Stored data entries:

* * *

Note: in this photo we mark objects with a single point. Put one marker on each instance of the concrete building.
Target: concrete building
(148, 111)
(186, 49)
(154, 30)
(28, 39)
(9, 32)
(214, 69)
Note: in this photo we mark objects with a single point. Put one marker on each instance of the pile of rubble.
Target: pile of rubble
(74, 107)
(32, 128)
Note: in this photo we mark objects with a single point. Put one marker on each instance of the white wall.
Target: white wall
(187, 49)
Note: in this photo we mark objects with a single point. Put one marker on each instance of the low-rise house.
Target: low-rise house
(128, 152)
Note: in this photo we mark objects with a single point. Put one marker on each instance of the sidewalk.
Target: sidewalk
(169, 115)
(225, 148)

* * *

WORK INSTRUCTIONS: Only the lines from the one with "pile of rubble." through the end of the data belong in the answer, each reproduced exactly.

EXPECTED ANSWER:
Note: in this photo we mark objects with a single point. Put one marker on each instance of the pile of rubble.
Target: pile of rubble
(74, 107)
(32, 128)
Note: in this photo we mark objects with a single point. Put one marker on each instance of the white wall.
Target: white wall
(187, 49)
Note: in this photo we mark objects with a single point. Put one marker on each instance of the low-rise house.
Target: low-rise house
(128, 152)
Note: in this photo we mark objects with a single point. Put one marker on each instance of the sidewalk.
Target: sidewalk
(169, 115)
(225, 148)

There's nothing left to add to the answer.